[Opening Supplied information section]

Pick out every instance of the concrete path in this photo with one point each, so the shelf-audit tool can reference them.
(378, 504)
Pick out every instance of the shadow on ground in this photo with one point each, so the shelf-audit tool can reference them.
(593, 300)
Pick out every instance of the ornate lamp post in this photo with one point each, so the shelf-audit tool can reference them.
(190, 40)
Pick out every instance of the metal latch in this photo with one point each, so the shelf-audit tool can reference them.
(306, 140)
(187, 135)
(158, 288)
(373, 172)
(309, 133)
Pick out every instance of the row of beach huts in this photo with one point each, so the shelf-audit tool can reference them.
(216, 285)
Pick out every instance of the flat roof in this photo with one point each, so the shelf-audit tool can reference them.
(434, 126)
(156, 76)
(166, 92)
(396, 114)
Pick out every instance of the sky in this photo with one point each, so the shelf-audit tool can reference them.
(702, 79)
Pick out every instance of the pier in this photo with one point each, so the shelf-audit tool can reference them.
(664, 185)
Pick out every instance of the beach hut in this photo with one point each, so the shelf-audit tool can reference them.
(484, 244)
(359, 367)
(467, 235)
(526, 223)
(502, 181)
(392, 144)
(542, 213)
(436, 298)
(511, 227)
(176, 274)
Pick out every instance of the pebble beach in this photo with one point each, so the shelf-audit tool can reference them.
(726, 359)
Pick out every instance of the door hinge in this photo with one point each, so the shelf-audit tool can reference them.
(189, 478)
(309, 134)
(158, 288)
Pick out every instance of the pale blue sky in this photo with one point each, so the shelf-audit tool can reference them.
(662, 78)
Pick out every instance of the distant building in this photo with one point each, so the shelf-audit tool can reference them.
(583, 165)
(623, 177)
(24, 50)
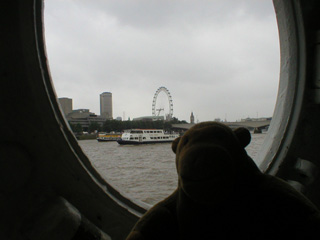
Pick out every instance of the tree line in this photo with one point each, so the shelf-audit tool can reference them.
(120, 126)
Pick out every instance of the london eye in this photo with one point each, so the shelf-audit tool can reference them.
(155, 110)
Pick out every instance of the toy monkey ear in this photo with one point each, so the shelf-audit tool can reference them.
(243, 135)
(174, 144)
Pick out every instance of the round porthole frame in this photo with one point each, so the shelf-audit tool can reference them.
(54, 164)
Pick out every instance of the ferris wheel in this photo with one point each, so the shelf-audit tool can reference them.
(154, 103)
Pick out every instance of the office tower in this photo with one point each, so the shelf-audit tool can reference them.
(106, 105)
(192, 118)
(66, 105)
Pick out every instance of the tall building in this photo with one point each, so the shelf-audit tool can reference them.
(66, 105)
(106, 105)
(192, 118)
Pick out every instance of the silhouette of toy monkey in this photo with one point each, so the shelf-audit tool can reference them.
(222, 194)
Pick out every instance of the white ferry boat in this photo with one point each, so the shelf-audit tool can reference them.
(107, 137)
(146, 136)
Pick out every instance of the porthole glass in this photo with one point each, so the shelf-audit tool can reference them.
(219, 60)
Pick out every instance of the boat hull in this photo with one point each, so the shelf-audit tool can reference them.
(106, 140)
(124, 142)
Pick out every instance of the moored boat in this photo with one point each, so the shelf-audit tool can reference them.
(107, 137)
(146, 136)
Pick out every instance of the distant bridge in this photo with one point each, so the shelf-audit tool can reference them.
(247, 124)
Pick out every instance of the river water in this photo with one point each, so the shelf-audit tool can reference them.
(144, 172)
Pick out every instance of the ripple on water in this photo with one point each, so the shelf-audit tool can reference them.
(145, 172)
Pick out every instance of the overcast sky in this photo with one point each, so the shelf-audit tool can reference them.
(218, 58)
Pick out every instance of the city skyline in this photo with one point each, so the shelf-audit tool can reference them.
(219, 59)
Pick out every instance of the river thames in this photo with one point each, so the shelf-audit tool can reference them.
(144, 172)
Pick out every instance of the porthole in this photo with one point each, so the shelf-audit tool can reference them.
(58, 166)
(220, 59)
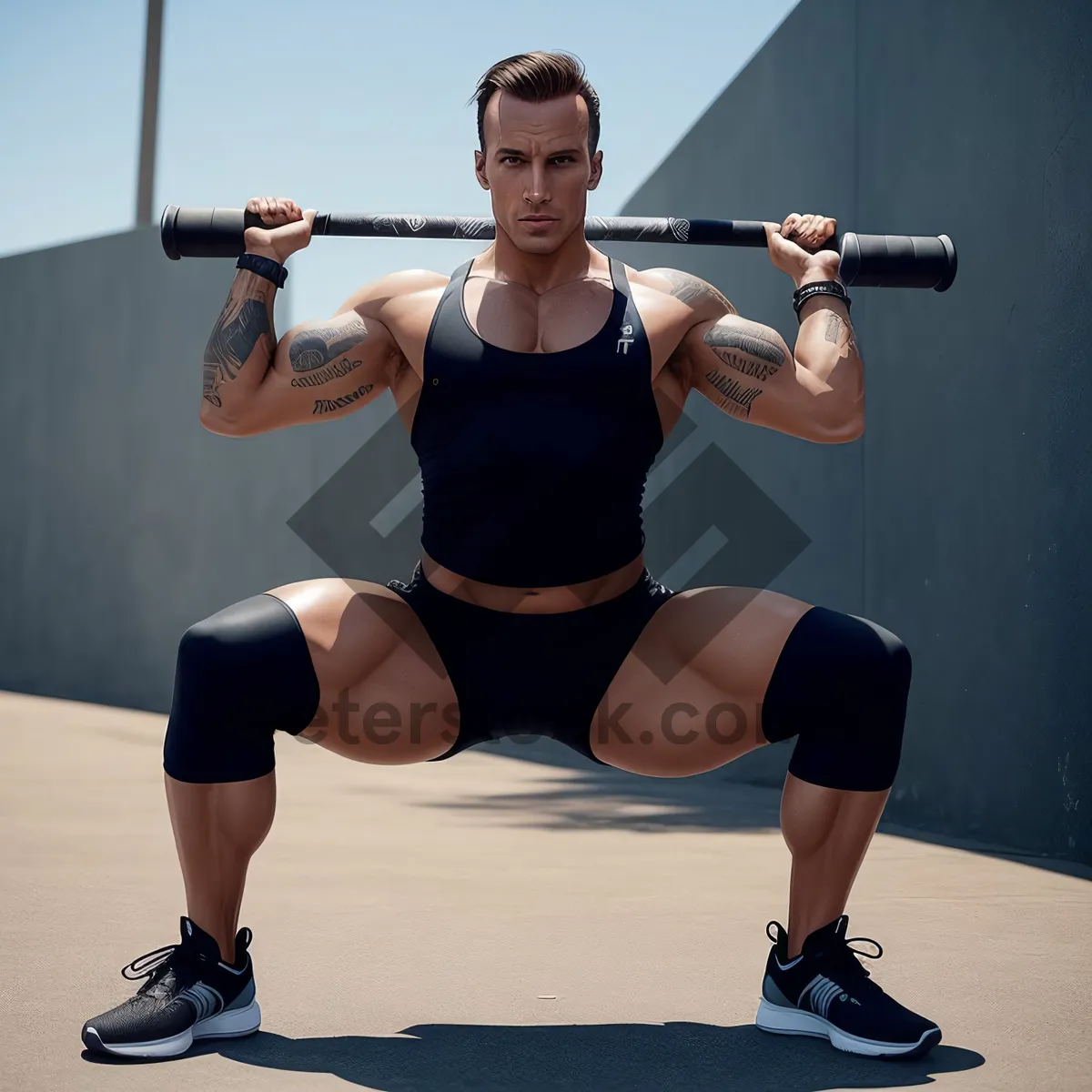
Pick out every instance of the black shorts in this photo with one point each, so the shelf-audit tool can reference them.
(540, 674)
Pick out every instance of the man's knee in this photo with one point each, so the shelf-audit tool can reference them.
(240, 674)
(841, 683)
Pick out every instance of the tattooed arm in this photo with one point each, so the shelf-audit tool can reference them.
(747, 369)
(317, 371)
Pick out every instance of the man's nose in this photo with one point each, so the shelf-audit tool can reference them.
(538, 191)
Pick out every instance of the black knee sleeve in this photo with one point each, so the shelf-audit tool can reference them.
(841, 685)
(239, 676)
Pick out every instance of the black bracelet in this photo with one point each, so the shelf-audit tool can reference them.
(819, 288)
(263, 267)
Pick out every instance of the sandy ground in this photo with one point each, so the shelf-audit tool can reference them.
(410, 922)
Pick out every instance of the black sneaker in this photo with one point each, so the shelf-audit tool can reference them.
(190, 994)
(825, 992)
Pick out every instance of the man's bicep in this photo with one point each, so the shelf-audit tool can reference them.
(322, 370)
(747, 370)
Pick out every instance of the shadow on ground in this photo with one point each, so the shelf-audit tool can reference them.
(603, 796)
(675, 1057)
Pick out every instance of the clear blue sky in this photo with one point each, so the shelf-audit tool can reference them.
(342, 105)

[Closing Supplied information section]

=== Task details ===
What is needed is an exact copy of all the data, with no images in it.

=== Result of this exercise ===
Pick out every instance of the concrete path in this photo with one point each, so the shelf-audit tool can reference them.
(378, 504)
Pick out every instance of the shadow on ground in this photo with one point each, so the shelf-audit tool can reference them.
(593, 300)
Pick out every instance of the ornate lamp post in this photo with one point each, so the shelf-audit tool can reference them.
(190, 40)
Pick out every instance of the metal latch in this photo with one point each, so the shelf-audit tool can reference them.
(306, 140)
(187, 135)
(158, 288)
(373, 172)
(309, 133)
Pick out every instance of the row of beach huts in this photo with one point each, so the shelf-audit tool can reference them.
(216, 285)
Pick out every instance of the flat roof in this photo with one point each, so the shelf-audit tool can reference them.
(434, 126)
(156, 76)
(166, 92)
(396, 114)
Pick out every instance of the sky in this photo with one point each, so the shelf-audit tool can reference them.
(702, 79)
Pick out every instance of the pier in this photo with one point each, so the shelf-audit tool can reference them.
(664, 185)
Pick out every instance of the beach hut in this photo with one point each, so the shelf-audit tool can reference them.
(484, 244)
(359, 367)
(467, 235)
(526, 223)
(502, 181)
(392, 144)
(542, 213)
(436, 298)
(511, 227)
(176, 274)
Pick out every instance of the pebble beach in this photo with one point each, so the shelf-audit tool can reference them.
(726, 359)
Pick out every instance of the door hinge in this photo with one point each, so the shelf-audit tool can reference them.
(189, 478)
(309, 134)
(158, 288)
Pick out every instance of the pale blue sky in this photo with one point each, so the shelf-audit tool can reference them.
(662, 78)
Pick out every instance of the distant building in this photo with one point each, so the shelf-audit tool can reference them.
(583, 165)
(623, 177)
(24, 50)
Pick out every instance of the tree line in this photo with one point each, so the shelf-audit tool can reference them.
(120, 126)
Pick out every instance of the london eye in this photo with one point each, so the shelf-audit tool can reference them.
(155, 110)
Pick out every instance of the toy monkey ear in this photo with one point each, so the shelf-audit tool can reference them.
(243, 135)
(174, 144)
Pick out every instance of the round porthole frame in this photo with one point each, so the shelf-audit tool can reference them.
(54, 164)
Pick out every instance of the ferris wheel in this photo with one point each, so the shelf-audit tool can reference them.
(154, 103)
Pick out every instance of the office tower in this photo with one point each, so the shelf-audit tool can reference them.
(106, 105)
(192, 118)
(66, 105)
Pick out every instance of the tall building in this photo with one point each, so the shelf-audit tool can reference them.
(66, 105)
(106, 105)
(192, 118)
Pick out every instance of the silhouette of toy monkey in this photo with one point each, so the shelf-audit tool can reference them.
(222, 194)
Pick out every instance of the white ferry boat in this photo with one point each, so the shelf-audit tool can reference them.
(107, 137)
(146, 136)
Pick out every instance of the porthole glass in this photo with one point each, so the shelf-audit tool can reference them.
(219, 60)
Pick out every instance of the boat hull in this photo with one point each, so the shelf-audit tool can reference them.
(106, 140)
(124, 142)
Pick out every instance of the moored boat in this photo with one point each, so the shelf-audit tool can reference them.
(107, 137)
(146, 136)
Pick out every instance of the distant bridge in this photo with one point each, so the shelf-audit tool can reference them.
(247, 124)
Pick out every instance of the river water in this photo with one point each, so the shelf-audit tool can reference them.
(144, 172)
Pick out every instance of the ripple on water in this photo with one point each, so the shelf-audit tool can reference them.
(145, 172)
Pick out every instance of the overcast sky in this photo with one point each, so the shelf-audit tool can reference them.
(218, 58)
Pick out every instance of the city skyline in this photo with one point each, so the shelf-audit tool can reference them.
(219, 59)
Pick out every instance of the river thames in this photo with one point each, so the shelf-audit tool can reference them.
(144, 172)
Pick out every instance of the porthole in this photo with one point each, so the shelf-audit tool can reference them.
(58, 166)
(220, 59)
Pick out every instance of the black shorts in this photo with one point each, so the shelf-audit tool can reference them.
(540, 674)
Pick out every instance of the man's knee in this photo with one point each, so the shelf-audit tool can reference them.
(240, 674)
(841, 683)
Pick out every instance of the tattooed arm in this photo with one point each, so the shelf-audit tool can reference them.
(747, 369)
(317, 371)
Pick out every instance of the man's nose in this photo with one point each, so the shelf-audit tool can reference them.
(538, 191)
Pick out every instance of the black knee sleeve in this photo with one point each, so the shelf-audit tool can reference them.
(841, 685)
(239, 676)
Pick out every instance of the black bracelet in this photo with one point each, so the shelf-audit tool can reference them.
(819, 288)
(263, 267)
Pick out every instance of the sandy ground in this photo with one point each, so the shelf-audit tool can reference them.
(410, 922)
Pick out every instance of the black sneaker in this photo with one point each, so the shelf-audit tool can reference them.
(190, 994)
(825, 992)
Pick out every instance of the man's bicep in this photo with one point each, so the shelf-audit tool can reference them.
(322, 370)
(747, 370)
Pick out every instance of the shadow on ground in this photo with one point each, so the shelf-audit tool can reference them.
(603, 796)
(675, 1057)
Pick out every instance of the clear blue sky in this photo with one point each, so the shelf-audit tool can reference them.
(342, 105)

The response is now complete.